### Material for the task

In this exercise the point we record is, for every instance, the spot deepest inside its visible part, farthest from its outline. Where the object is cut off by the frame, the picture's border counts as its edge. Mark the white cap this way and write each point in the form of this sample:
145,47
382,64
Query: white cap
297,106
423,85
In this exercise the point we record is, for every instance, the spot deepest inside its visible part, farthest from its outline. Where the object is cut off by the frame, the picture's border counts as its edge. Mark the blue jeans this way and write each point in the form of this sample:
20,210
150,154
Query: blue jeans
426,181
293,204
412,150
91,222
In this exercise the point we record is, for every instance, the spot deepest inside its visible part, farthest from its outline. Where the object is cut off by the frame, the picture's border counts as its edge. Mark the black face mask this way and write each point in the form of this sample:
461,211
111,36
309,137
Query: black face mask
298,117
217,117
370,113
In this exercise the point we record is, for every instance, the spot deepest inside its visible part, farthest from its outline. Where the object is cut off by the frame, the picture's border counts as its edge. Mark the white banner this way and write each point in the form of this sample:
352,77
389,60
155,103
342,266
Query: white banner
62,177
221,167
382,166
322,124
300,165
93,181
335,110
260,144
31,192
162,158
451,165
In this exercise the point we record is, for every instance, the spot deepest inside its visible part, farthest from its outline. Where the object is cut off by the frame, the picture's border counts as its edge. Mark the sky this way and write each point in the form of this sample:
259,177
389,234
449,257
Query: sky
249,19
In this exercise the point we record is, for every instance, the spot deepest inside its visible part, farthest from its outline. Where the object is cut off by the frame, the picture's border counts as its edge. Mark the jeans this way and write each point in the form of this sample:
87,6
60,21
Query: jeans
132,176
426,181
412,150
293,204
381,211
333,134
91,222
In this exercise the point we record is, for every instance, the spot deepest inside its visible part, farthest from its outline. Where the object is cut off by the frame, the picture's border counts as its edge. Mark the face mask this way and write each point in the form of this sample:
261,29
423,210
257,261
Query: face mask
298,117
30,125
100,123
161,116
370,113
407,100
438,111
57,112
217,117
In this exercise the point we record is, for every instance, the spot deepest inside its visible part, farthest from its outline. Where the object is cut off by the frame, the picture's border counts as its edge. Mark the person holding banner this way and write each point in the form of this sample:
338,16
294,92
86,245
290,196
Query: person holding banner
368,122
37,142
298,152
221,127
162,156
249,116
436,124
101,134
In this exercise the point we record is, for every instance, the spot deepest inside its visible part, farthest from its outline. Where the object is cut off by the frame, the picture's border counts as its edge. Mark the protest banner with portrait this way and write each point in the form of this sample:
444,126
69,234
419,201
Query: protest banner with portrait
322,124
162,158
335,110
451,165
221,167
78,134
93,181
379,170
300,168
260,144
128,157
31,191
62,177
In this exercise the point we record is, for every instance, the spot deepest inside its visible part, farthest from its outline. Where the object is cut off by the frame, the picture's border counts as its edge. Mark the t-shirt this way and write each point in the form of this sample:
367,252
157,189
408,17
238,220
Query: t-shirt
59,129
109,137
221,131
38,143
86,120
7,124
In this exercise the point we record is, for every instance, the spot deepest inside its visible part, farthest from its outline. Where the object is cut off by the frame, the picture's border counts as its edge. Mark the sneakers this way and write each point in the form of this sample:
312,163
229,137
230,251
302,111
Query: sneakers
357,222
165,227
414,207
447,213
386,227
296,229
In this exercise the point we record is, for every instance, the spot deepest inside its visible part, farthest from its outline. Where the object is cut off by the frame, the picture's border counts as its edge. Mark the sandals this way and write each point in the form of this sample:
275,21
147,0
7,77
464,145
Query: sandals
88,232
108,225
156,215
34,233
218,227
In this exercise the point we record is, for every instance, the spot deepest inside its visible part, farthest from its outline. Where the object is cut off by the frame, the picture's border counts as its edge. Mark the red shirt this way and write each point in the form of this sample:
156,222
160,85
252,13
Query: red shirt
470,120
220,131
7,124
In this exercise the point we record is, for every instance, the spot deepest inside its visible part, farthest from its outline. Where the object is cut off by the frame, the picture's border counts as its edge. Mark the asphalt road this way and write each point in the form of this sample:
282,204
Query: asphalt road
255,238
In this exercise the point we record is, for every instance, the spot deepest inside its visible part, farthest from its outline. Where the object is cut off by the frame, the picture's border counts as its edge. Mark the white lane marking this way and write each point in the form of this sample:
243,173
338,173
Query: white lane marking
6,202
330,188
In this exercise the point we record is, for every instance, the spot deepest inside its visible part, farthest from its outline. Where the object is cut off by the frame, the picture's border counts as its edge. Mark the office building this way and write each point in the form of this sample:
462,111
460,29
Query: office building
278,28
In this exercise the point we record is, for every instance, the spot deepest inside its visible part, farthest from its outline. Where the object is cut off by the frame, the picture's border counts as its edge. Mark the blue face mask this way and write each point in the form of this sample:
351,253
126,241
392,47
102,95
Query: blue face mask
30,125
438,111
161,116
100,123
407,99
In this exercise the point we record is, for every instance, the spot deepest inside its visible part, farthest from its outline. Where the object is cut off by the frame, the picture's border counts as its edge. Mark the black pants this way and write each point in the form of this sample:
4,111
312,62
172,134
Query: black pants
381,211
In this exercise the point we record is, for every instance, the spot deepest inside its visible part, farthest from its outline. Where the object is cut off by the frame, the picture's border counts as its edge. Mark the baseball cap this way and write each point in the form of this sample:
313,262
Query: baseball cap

### What this task involves
Please reproduce all of the material above word for word, from the first line to the last, without changing anything.

### Answer to this problem
In this exercise the point we record is, for every instance, the spot deepest inside its visible part, farthest from its outline. Where the object is cut off by the frame, the picture's border counts as its edge. Mark the white cap this way and write each point in the form of this sample:
145,47
382,64
Query: white cap
297,106
423,85
In this exercise the point we record is, for every instance, the spot deepest inside its visible part, farthest from its outline. Where the object is cut off by the frame, the picture's border counts as its edge. Mark the blue jeans this way and write each point in the form of this sample:
20,210
150,154
Query: blue jeans
426,181
293,204
412,150
91,222
In this exercise the point we record is, for every instance, the spot deepest inside its visible part, farthest from its outline. Where the object is cut off by the frame, the picture's border counts as its edge. Mark the black face mask this way and write each point in the form of this sample:
461,211
111,36
309,137
Query: black face mask
298,117
217,117
370,113
In this exercise the point we record is, for every instance, the spot deepest inside its visible part, farthest from its outline. Where the object is cut off by the frame, the picture's border counts as its edge. Mark the white banner this way and write each point in the form of this sample:
352,77
389,60
155,103
342,266
Query: white banner
62,177
221,167
382,166
322,124
300,165
93,181
335,110
260,144
31,192
162,158
451,165
In this exercise the point we record is, for every instance, the spot deepest inside its visible part, farthest from its outline. Where the object is cut off by the frame, the picture's border counts as its edge. Mark the sky this way and write each point in the form of this sample:
259,177
389,234
449,257
Query: sky
249,19
In this exercise the point we record is, for every instance, the spot deepest inside its visible part, farthest from its outline. Where the object is cut off by the frame, the picture's border counts as its edge. Mark the jeans this way and write each point in the form of this sample:
87,6
60,21
Query: jeans
132,176
426,181
412,150
293,204
381,211
333,134
91,222
In this exercise the point we record is, for every instance, the spot deepest inside its visible part, farthest from its outline. Where the object is cut off by the frame, the picture's border counts as its edge. Mark the face mask this way and write each point in the form of this sample:
261,29
423,210
257,261
Query: face mask
298,117
30,125
100,123
161,116
370,113
407,100
438,111
57,112
217,117
In this exercise the point we record is, for every instance, the spot deepest inside its visible part, farthest from its outline. Where the object is cut off by the frame, the picture's border counts as its edge. Mark the person holding banner this way and write each point in the form of this sample:
338,16
294,92
86,245
290,196
Query: person holding banner
368,122
37,142
298,152
221,127
162,156
249,116
436,124
101,134
In this exercise the point we record is, for every instance, the spot deepest inside its visible part, farthest from its outline. Where the object is cut off by the frame, the picture's border counts as its edge. Mark the protest banner with portrait this way and write each point in the form of this sample:
444,126
69,234
419,201
Query: protest banner with portrait
322,124
162,158
335,110
451,165
221,167
78,134
93,181
379,170
300,168
260,144
128,157
31,191
62,177
In this exercise the point we record is, for every instance, the spot deepest inside its visible part, farthest from its outline. Where the object is cut off by the frame, the picture's border counts as its edge. Mark the t-shirt this way and write each point in the form of this sample:
367,252
157,189
408,17
238,220
Query: t-shirt
59,129
109,137
221,131
38,143
86,120
7,124
In this exercise the point we record is, for every instance, the spot deepest inside its visible part, farthest from its outline. Where the object is cut off by the frame, the picture's border counts as its edge. Mark the sneakers this way and write each point in the form of this sample:
312,163
229,137
230,251
302,111
Query: sneakers
357,222
165,227
414,207
447,213
386,227
296,229
In this exercise the point we record is, for every instance, the spot deepest inside its visible part, farthest from its outline. Where the object is cut off by the frame, the picture's border counts as its edge. Mark the sandals this way and write each point in the form of this sample:
275,21
147,0
7,77
464,145
Query: sandals
88,232
108,225
156,215
34,233
218,227
In this exercise the point we record is, for every instance, the spot deepest inside its visible part, farthest from its outline. Where the object is cut off by the frame, the picture's border counts as its edge. Mark the red shirt this way and write each point in the form of this sample:
156,222
160,85
252,13
Query: red shirt
470,120
220,131
7,124
In this exercise the point we record is, for every instance, the spot deepest inside its visible part, farthest from its outline. Where the object is cut off by the frame, the picture's border counts as its edge. Mark the asphalt road this way and write each point in the form of this sample:
282,204
Query: asphalt road
255,238
In this exercise the point we record is, for every instance, the spot deepest inside its visible part, farthest from its outline. Where the object is cut off by the frame, the picture's border counts as its edge. Mark the white lane marking this way and write each point in the form of this sample:
243,173
338,173
Query: white lane marking
6,202
330,188
In this exercise the point we record is, for every instance, the spot deepest inside its visible part, farthest from its outline. Where the object is cut off by the frame, the picture's border counts as its edge. Mark the office building this way and write each point in the form of this sample:
462,111
460,29
Query: office building
278,28
In this exercise the point we record is, for every instance, the spot deepest inside its visible part, farthest from its outline. Where the object is cut off by the frame, the picture's border counts as its edge. Mark the blue face mask this way and write each point in the form of this sample:
351,253
126,241
392,47
102,95
Query: blue face mask
30,125
438,111
161,116
100,123
407,99
In this exercise the point we record is, for every instance, the spot deepest inside its visible part, farthest from its outline. Where the object is cut off by the frame, the picture's border counts as its edge. Mark the black pants this way and write each point in the form of this sample:
4,111
312,62
172,134
Query: black pants
381,211
In this exercise the point we record is, for every instance, the spot deepest inside its visible part, farthest from its outline. Where the object is cut off by the frame, the picture's border counts as its edge. Mark the baseball cap this way and write each point in the form of this sample:
313,262
Query: baseball cap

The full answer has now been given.